___ SOURCE RECORDS ___

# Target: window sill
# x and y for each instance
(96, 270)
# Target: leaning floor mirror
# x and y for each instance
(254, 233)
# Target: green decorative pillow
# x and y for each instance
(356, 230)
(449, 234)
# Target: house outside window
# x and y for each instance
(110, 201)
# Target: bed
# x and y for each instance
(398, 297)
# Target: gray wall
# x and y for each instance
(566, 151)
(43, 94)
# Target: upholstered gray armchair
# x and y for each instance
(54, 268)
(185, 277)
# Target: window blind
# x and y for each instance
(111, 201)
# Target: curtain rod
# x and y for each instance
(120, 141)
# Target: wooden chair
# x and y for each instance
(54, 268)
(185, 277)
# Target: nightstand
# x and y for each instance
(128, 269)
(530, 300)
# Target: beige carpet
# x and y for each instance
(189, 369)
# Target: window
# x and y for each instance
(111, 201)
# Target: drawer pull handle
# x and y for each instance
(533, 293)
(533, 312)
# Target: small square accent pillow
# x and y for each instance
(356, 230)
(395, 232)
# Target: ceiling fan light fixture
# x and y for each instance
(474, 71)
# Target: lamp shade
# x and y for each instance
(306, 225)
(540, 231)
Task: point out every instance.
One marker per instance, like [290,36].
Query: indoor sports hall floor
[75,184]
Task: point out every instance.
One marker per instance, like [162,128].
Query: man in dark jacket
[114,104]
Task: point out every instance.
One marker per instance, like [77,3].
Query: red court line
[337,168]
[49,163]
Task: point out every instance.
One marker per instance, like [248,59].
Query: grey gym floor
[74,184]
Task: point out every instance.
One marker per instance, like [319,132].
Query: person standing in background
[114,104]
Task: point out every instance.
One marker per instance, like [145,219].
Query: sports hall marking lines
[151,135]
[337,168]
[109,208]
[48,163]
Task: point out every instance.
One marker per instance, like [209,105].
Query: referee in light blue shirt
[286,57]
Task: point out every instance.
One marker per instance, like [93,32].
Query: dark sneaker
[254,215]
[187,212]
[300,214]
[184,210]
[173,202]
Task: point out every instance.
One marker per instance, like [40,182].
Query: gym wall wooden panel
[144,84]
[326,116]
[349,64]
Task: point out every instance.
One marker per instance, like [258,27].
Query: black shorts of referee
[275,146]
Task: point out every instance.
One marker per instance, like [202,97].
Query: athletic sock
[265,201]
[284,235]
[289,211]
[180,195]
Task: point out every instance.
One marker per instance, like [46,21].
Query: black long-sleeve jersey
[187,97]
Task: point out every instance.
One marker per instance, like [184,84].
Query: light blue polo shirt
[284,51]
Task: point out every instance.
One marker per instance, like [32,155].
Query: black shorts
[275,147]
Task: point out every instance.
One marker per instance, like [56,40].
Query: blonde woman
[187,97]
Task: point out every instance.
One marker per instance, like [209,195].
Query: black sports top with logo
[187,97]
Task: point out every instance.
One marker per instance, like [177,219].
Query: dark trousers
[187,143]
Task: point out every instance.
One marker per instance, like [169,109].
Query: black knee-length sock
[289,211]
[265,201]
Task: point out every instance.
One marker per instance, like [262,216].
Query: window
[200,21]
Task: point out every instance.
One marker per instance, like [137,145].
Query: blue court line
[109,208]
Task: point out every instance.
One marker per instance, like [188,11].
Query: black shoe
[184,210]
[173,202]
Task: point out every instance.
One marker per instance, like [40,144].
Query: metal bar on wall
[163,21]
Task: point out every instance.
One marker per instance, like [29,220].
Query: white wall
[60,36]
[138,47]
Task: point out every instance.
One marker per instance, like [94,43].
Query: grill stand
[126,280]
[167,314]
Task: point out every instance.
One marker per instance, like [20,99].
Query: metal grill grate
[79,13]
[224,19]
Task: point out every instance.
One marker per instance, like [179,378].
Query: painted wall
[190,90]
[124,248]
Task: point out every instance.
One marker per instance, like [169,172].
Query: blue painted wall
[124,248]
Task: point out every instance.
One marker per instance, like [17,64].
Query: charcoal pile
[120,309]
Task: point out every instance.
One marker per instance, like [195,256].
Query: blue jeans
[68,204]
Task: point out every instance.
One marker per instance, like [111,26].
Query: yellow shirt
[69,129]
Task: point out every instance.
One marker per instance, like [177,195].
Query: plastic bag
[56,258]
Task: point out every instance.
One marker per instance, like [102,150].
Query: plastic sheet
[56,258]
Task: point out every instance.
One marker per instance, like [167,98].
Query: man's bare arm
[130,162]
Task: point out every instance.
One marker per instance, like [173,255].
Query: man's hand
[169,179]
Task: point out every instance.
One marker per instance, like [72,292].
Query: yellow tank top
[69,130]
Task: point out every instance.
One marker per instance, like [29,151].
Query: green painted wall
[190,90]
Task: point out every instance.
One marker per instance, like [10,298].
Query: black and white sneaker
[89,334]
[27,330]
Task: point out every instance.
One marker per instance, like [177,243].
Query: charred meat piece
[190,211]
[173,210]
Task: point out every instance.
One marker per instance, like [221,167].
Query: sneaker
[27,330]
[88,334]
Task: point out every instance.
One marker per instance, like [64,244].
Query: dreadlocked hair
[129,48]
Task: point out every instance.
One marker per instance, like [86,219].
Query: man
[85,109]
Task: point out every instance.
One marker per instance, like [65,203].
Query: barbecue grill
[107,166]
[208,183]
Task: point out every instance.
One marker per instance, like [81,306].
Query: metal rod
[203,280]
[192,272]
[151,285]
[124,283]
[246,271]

___

#### WHAT IS NEEDED
Restate each record exactly as written.

#### THE SOLUTION
# Target: window sill
# x and y for each instance
(96, 270)
# Target: leaning floor mirror
# x and y for each instance
(254, 233)
# Target: green decorative pillow
# x and y for each instance
(356, 230)
(449, 234)
# Target: house outside window
# x and y for each instance
(110, 201)
# Target: bed
# x and y for each instance
(398, 297)
# Target: gray wall
# x and y for each instance
(566, 151)
(43, 94)
# Target: upholstered gray armchair
# x and y for each instance
(54, 268)
(185, 277)
# Target: window blind
# x and y for each instance
(111, 201)
# Target: curtain rod
# x and y for each instance
(120, 141)
# Target: wooden chair
# x and y for each instance
(54, 268)
(185, 277)
# Target: nightstand
# x and y for each instance
(128, 269)
(530, 300)
# Target: beige carpet
# x and y for each instance
(189, 369)
# Target: window
# x and y for each instance
(111, 201)
# Target: drawer pull handle
# x and y for each instance
(533, 293)
(533, 312)
# Target: small square accent pillow
# x and y for each instance
(356, 230)
(395, 232)
# Target: ceiling fan light fixture
# x and y for each instance
(474, 71)
# Target: lamp shade
# x and y for each instance
(306, 225)
(540, 231)
Task: point out every instance.
One marker per instance, like [290,36].
Query: indoor sports hall floor
[75,184]
Task: point out every instance.
One marker per instance, like [162,128].
Query: man in dark jacket
[114,104]
Task: point out every instance.
One marker per instance, like [77,3].
Query: red court line
[337,168]
[49,163]
Task: point out every instance.
One marker per instance, like [248,59].
Query: grey gym floor
[74,184]
Task: point out every instance.
One marker per instance, like [319,132].
Query: person standing in background
[114,104]
Task: point out every instance.
One marker per instance, like [145,219].
Query: sports hall marking lines
[151,135]
[337,168]
[109,208]
[48,163]
Task: point out every instance.
One marker per instance, like [209,105].
Query: referee in light blue shirt
[286,57]
Task: point out every instance.
One marker per instance, like [93,32].
Query: dark sneaker
[254,215]
[187,212]
[300,214]
[184,210]
[173,202]
Task: point out every instance.
One marker per instance, like [40,182].
Query: gym wall wooden panel
[144,84]
[326,116]
[349,64]
Task: point out every instance.
One marker per instance, like [258,27].
Query: black shorts of referee
[275,146]
Task: point out every instance.
One marker per instance, like [202,97].
Query: athletic sock
[265,201]
[284,235]
[289,211]
[180,195]
Task: point out every instance.
One marker per instance, like [46,21].
Query: black long-sleeve jersey
[187,97]
Task: point out every instance.
One marker per instance, like [184,84].
Query: light blue polo shirt
[284,51]
Task: point out every instance.
One marker per instance, like [32,155].
Query: black shorts
[275,147]
Task: point out every instance.
One marker per instance, like [56,40].
Query: blonde woman
[187,97]
Task: point out every instance.
One marker per instance, like [209,195].
Query: black sports top with logo
[187,97]
Task: point out every instance.
One marker per instance, like [177,219].
Query: dark trousers
[187,143]
Task: point out every instance.
One marker per instance, like [169,109].
Query: black knee-length sock
[289,211]
[265,201]
Task: point out every instance.
One marker per instance, like [262,216].
Query: window
[200,21]
Task: point out every instance.
One marker per instance, like [137,145].
Query: blue court line
[109,208]
Task: point out every instance.
One marker per instance, like [188,11].
Query: black shoe
[184,210]
[173,202]
Task: point out every instance.
One marker per instance, like [40,144].
Query: metal bar on wall
[163,21]
Task: point out every instance.
One marker per instance, like [29,220].
Query: white wall
[60,36]
[138,47]
Task: point out every instance.
One marker per instance, like [94,43].
Query: grill stand
[126,280]
[167,314]
Task: point out every instance.
One marker per instance, like [20,99].
Query: metal grill grate
[79,13]
[224,19]
Task: point out every instance.
One marker per instance, like [179,378].
Query: painted wall
[190,90]
[124,248]
Task: point out every instance.
One marker per instance, like [169,172].
Query: blue painted wall
[124,248]
Task: point out every instance.
One marker per instance, like [17,64].
Query: charcoal pile
[120,309]
Task: point out every instance.
One marker per instance, like [195,256].
Query: blue jeans
[68,204]
Task: point out every instance.
One marker per instance, like [111,26].
Query: yellow shirt
[69,129]
Task: point out every instance.
One marker per instance, like [177,195].
Query: plastic bag
[56,258]
Task: point out every instance.
One marker per instance, like [102,150].
Query: plastic sheet
[56,258]
Task: point out every instance.
One marker per instance, like [167,98].
Query: man's bare arm
[130,162]
Task: point out every instance.
One marker per instance, like [173,255].
Query: man's hand
[169,179]
Task: point out every instance.
One marker per instance, like [72,292].
Query: yellow tank top
[69,130]
Task: point out every instance.
One marker per instance, like [29,151].
Query: green painted wall
[190,90]
Task: point out every instance.
One marker per instance, like [10,298].
Query: black and white sneaker
[89,334]
[27,330]
Task: point out every instance.
One marker per instance, like [177,243].
Query: charred meat piece
[190,211]
[173,210]
Task: point out every instance.
One marker per instance, like [221,167].
Query: sneaker
[27,330]
[88,334]
Task: point out every instance.
One marker per instance, like [64,244].
Query: dreadlocked hair
[129,48]
Task: point out every instance.
One marker per instance, like [86,219].
Query: man
[85,109]
Task: point out every instance.
One marker per instance, like [65,203].
Query: barbecue grill
[107,166]
[208,183]
Task: point out every instance.
One marker per instance, like [81,306].
Query: metal rod
[203,280]
[192,272]
[151,285]
[124,283]
[246,271]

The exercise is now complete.